Given instruction:
Render the data below as a Markdown table with the columns Row and Line. Number each nonblank line in order under Row and put its text under Line.

Dataset excerpts on object pointing
* * * * * * *
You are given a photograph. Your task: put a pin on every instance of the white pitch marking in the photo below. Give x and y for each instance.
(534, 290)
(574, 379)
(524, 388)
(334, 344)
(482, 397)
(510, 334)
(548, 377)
* * * * * * *
Output:
| Row | Line |
|---|---|
| 1 | You are given a photograph. Your task: put a pin on every instance of the white pitch marking in the photo below. Give x and y for each instance. |
| 2 | (534, 290) |
| 3 | (574, 379) |
| 4 | (524, 388) |
| 5 | (334, 344) |
| 6 | (482, 397) |
| 7 | (510, 334) |
| 8 | (548, 377) |